Segment Start: Passage provided
Commercialization Catalysts are the domain of the public, private, and academic sectors

Leadership Talent
Leadership talent is defined as having access to leaders who are experienced CEOs, executives, and advisors who are willing to help guide and build a structure around the technology to commercialize the product and get it to the marketplace.  Leadership has both a strong academic and private sector experience base.

Skilled Workforce
A skilled work force is necessary for achievement in the biosciences.  This includes adequate training programs, links between industry and academia, and quality mentorship programs.

Funding
Funding is critical to starting a business.  Funding for businesses comes from several different areas, including:
  • Traditional: This includes obtaining loans from banks to start a business
  • Venture Capital: Venture Capital is a type of private equity capital that is generally held by professional organizations that invest the money businesses in exchange for an equity stake in the company.   Venture capital may be invested at any stage of the business development cycle, although it is more likely to be invested in later stages of development. 
  • Angel: Angel funders are high-net worth individuals who provide money to start up a business in return for a convertible debt or ownership stake in the company.  Often times angel investors pool resources in the form of an angel network. 
  • Grants: Grants are “gifts” of money that are provided to businesses for a specific purpose.  Grants can be provided by many sources, including non-profit organizations, foundations, government agencies, or other sources.

Academic Tech Transfer
Academic tech transfer capabilities are critical to ensuring that the innovative research conducted at academic institutions has an avenue to be further developed and commercialized for the benefit of the public.  Tech transfer capabilities include patent support, commercialization support, funding support, management support, licensing, or other assistance in helping discoveries made at the academic institution become a product available to consumers.
Segment End: Passage provided
Segment Start: Given entries
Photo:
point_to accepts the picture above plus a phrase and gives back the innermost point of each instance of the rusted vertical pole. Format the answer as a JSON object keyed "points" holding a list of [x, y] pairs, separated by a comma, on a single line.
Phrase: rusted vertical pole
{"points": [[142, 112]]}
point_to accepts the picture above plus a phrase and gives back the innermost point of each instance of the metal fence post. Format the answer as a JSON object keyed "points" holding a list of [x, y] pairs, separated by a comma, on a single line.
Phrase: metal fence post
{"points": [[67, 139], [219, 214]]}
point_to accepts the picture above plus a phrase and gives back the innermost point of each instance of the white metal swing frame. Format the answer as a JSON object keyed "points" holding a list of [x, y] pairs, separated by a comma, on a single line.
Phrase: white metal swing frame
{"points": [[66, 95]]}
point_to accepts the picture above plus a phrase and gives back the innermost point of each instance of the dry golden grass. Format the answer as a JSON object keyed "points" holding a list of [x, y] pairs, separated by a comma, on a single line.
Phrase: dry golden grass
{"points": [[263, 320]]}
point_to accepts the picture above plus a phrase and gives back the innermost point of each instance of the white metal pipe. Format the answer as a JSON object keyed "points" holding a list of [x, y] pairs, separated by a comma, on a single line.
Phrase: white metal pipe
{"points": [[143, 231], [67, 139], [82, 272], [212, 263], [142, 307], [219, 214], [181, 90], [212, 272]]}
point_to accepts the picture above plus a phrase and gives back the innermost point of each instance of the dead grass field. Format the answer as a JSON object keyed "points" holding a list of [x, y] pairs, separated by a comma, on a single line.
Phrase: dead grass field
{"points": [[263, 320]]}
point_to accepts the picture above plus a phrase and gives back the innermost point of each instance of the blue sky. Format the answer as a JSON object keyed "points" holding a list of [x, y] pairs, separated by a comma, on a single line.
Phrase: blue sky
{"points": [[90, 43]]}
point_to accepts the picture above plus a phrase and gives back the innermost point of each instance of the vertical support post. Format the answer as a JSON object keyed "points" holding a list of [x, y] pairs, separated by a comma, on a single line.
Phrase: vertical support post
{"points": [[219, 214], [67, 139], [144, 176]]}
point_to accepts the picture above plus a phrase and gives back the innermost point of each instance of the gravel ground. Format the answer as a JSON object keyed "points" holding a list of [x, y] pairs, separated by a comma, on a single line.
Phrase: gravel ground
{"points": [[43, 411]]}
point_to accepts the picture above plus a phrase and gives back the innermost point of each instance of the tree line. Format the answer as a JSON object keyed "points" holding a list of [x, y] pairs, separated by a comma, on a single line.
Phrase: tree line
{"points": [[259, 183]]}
Segment End: Given entries
→ Work instructions
Continue the passage on commercialization catalysts, picking up after its last sentence.

→ Answer section
Acceleration/Incubation
Incubation is a shared and often subsidized space where companies can locate in their early stages to continue their product development work.  Acceleration is space, plus the addition of money, management, technical resources, and other skills that help a business speed up its product development timeline.

Component & Service Suppliers
Component and service suppliers are those companies and organizations that provide needed expertise to help companies commercialize their products.  They can be contract research support, manufacturing support, design support, component suppliers, legal counsel, regulatory services, etc.

Facilities
Most companies need space in which to operate the business.  This can include laboratory space for further research and development, general office space for things such as sales and marketing, or manufacturing space to make the product.

Business Planning
Business planning support includes advice or contract support about the various aspects of the business, from marketing and sales, technology assessment, finance, value chain development, to business strategy.

Foundational Capabilities

Foundational Capabilities are the fundamental building blocks that underlie any life science or business endeavor.

Foundational Capabilities are the domain of the Public Sector.

Education
A high quality education system from Pre-K, through K-12, and into higher education, with particular strength in math, biology and other sciences are required to support a bioscience economy.

Infrastructure
Basic infrastructure, such as roads, sewers, buildings, internet/telecommunications capabilities, and other amenities must be in place to support the development of businesses in the community.   Infrastructure is of special importance to new industries where no current infrastructure exists to support this new type of technology-based business.

Policy

There must be sound public policy concerning the regulation of business and sciences to support the bioscience industry sector.  In addition, there need to be public policy decisions that help to catalyze innovation and formation of new industries and companies.  It is important that catalysts are targeted to encourage and leverage private sector investment.